#### REQUIRED TASK:
Rescale the data from the line that has "of the bush" through the line that has "x=31, y=227", repeating every line, requests included. Multiply each answer coordinate by 2.3 and round to a whole number, with halves going up, but leave the numbers in the requests and their format samples as they are.

#### Items from a data source:
↓
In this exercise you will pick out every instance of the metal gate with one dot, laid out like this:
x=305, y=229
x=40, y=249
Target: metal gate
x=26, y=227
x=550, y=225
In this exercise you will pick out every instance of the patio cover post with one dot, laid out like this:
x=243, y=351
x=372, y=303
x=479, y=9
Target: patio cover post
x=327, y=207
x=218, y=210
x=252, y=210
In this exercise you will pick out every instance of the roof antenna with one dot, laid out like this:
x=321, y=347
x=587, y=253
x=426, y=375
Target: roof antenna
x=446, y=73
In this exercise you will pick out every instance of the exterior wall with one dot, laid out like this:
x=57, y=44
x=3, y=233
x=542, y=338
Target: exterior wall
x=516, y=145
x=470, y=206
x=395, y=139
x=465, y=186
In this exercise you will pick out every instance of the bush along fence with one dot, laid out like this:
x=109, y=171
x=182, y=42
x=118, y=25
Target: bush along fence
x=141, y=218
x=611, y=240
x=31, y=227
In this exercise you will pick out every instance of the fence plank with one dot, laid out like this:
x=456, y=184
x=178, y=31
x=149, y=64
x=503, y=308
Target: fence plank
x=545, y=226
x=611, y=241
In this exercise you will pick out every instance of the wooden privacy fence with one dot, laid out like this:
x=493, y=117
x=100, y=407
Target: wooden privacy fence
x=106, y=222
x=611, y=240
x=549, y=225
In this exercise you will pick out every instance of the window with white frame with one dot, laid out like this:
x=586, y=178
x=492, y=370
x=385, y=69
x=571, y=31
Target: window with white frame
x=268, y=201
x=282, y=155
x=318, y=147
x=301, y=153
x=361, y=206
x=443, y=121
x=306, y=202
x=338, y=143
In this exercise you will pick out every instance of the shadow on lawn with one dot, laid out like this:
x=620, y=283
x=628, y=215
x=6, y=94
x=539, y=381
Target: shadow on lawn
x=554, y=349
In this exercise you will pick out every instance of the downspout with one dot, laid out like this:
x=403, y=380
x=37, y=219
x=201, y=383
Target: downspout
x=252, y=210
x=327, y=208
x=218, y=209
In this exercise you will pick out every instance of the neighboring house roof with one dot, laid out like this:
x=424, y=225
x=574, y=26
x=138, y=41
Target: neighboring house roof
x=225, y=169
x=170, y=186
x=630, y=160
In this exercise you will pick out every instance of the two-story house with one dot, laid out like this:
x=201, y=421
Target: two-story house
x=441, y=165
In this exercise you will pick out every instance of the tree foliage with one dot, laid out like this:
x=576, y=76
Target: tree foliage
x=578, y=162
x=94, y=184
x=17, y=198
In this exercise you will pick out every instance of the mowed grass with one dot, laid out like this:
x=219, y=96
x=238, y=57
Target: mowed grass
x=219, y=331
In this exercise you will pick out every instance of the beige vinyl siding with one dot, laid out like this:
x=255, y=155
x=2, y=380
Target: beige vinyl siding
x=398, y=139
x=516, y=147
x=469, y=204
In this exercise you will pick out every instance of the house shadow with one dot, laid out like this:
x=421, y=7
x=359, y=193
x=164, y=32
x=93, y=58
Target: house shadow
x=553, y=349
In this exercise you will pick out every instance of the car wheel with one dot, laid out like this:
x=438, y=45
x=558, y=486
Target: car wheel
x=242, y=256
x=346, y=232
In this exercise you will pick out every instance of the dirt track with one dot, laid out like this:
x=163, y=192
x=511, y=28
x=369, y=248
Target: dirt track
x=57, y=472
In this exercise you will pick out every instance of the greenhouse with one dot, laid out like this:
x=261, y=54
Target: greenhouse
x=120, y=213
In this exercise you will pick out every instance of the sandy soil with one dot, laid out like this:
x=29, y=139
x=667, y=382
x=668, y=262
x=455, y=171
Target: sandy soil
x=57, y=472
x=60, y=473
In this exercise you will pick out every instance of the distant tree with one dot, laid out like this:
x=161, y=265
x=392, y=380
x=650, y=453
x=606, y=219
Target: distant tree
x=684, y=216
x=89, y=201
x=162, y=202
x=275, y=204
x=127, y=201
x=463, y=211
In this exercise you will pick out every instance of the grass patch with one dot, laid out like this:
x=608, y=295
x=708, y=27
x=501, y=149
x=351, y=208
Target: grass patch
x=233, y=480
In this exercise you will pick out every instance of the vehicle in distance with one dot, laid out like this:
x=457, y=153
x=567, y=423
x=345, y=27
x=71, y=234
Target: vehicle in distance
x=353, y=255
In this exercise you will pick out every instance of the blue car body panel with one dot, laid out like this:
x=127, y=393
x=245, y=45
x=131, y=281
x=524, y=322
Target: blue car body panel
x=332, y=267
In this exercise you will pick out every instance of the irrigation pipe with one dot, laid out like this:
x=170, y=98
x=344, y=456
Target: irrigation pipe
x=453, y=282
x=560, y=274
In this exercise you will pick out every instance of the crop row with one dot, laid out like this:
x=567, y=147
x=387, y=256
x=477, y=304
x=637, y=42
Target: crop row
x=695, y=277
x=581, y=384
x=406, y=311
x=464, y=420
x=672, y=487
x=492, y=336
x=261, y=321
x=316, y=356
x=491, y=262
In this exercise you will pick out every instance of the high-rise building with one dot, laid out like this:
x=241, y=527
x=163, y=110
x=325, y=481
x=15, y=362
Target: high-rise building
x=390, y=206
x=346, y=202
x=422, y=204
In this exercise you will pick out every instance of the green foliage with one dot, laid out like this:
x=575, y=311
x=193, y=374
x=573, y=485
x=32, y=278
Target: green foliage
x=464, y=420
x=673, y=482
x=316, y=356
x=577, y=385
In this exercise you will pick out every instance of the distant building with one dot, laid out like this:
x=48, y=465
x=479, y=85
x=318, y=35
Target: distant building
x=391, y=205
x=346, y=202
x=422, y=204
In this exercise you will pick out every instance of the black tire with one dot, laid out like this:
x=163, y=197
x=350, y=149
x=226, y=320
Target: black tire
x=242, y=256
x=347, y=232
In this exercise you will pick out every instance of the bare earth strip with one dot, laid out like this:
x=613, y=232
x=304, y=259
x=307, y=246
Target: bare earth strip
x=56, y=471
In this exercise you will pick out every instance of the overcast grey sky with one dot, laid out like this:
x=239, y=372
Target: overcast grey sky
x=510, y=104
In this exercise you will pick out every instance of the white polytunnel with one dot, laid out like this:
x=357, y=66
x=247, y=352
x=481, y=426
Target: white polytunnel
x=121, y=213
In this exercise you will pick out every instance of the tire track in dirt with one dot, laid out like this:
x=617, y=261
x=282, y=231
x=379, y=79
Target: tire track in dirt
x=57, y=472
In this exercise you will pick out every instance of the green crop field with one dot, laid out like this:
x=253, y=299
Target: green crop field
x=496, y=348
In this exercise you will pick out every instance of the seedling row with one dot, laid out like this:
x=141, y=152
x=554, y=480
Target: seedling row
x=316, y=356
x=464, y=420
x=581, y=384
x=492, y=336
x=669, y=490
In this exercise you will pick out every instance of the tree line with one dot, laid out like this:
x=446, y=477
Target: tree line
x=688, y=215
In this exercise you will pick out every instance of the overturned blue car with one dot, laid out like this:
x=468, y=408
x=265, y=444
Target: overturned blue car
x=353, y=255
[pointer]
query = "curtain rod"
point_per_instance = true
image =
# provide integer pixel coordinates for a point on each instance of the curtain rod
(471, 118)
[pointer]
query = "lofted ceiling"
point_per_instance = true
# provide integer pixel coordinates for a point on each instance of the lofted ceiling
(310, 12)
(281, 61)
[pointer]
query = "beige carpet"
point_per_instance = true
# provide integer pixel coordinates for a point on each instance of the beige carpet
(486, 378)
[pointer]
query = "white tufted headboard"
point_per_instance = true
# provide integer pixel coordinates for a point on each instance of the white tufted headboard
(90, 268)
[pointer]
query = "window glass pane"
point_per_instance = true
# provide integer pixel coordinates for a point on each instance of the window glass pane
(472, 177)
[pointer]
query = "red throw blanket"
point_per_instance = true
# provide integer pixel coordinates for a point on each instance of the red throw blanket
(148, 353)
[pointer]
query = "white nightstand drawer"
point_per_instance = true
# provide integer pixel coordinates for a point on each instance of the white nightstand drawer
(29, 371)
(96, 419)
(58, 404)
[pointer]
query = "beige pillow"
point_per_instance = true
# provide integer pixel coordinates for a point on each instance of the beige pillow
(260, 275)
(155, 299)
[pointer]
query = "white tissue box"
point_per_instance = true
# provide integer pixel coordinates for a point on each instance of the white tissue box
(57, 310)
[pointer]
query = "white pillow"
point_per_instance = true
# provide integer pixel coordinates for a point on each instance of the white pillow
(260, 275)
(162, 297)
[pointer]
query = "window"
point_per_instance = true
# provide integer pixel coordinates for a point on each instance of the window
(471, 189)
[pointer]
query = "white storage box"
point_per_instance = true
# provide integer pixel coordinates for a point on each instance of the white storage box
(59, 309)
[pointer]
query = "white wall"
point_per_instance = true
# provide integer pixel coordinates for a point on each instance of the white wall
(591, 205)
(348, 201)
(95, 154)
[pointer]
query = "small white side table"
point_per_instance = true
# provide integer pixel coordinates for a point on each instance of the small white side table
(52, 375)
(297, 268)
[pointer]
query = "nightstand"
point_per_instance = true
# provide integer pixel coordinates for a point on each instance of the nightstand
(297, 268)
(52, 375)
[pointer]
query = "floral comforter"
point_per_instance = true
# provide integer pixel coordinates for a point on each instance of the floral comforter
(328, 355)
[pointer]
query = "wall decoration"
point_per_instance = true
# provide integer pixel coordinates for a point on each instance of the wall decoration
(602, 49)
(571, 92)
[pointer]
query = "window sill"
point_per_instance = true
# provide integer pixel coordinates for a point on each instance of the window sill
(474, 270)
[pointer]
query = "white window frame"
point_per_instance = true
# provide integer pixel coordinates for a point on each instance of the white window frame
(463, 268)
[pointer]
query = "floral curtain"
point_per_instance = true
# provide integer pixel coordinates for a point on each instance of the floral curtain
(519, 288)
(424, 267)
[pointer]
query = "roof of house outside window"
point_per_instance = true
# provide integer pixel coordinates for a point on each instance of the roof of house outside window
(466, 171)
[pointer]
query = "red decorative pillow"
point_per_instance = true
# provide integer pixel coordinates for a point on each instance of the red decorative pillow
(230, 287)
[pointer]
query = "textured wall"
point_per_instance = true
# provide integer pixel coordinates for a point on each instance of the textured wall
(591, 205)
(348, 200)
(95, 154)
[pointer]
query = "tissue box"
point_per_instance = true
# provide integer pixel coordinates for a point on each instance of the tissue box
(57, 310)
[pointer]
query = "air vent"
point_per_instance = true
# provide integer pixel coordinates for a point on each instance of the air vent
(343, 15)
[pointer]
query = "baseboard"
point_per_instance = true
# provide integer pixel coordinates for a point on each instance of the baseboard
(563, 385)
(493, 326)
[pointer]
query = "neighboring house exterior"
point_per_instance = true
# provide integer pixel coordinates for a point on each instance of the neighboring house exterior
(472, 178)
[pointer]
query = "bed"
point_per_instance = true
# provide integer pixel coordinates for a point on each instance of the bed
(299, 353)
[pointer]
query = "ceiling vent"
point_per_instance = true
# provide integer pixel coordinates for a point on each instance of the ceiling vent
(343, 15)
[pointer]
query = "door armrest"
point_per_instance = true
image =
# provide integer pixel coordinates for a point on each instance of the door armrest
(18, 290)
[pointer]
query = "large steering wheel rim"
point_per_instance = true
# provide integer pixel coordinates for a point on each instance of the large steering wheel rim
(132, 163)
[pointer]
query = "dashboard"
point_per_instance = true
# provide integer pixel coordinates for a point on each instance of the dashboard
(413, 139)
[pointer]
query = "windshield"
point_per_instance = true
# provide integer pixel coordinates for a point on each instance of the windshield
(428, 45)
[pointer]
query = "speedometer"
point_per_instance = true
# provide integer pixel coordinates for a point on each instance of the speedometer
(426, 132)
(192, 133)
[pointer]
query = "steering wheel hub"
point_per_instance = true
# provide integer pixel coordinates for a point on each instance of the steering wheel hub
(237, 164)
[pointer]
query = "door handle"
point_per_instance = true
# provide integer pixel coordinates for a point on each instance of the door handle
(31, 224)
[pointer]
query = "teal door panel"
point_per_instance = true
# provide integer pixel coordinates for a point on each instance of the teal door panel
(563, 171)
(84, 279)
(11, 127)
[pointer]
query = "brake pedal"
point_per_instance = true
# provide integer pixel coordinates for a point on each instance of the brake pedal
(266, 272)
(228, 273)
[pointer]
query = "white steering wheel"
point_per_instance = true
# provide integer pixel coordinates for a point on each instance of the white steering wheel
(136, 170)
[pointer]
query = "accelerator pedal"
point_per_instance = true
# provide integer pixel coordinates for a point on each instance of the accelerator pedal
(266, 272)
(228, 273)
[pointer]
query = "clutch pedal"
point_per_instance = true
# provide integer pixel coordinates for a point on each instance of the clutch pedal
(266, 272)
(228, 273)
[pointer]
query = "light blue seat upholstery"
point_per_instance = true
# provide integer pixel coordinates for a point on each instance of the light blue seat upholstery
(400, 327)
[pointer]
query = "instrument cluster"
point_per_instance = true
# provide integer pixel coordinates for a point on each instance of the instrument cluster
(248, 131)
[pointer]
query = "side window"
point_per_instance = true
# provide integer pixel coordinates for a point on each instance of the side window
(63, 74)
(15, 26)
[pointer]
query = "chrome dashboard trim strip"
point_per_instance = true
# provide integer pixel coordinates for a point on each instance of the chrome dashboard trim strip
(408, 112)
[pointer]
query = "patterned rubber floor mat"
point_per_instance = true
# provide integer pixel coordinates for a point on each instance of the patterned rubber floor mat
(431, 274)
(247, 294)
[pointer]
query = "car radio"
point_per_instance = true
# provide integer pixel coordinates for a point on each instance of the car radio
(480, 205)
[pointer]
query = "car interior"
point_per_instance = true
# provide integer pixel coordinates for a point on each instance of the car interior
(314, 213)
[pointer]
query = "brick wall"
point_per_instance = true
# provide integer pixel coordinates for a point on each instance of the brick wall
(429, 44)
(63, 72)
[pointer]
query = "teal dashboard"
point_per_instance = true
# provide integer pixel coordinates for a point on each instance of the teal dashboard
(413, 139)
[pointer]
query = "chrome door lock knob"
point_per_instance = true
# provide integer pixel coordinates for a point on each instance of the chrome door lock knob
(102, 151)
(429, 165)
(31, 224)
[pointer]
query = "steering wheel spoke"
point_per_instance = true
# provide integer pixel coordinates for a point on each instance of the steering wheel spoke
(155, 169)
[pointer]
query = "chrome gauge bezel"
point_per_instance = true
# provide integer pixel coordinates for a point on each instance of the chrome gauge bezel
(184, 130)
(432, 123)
↑
#### FINAL RESULT:
In this exercise you will pick out every instance of the bush along fence with one dot, laid out like this:
x=109, y=171
x=182, y=42
x=118, y=25
Target: bush along fence
x=324, y=501
x=1405, y=552
x=71, y=522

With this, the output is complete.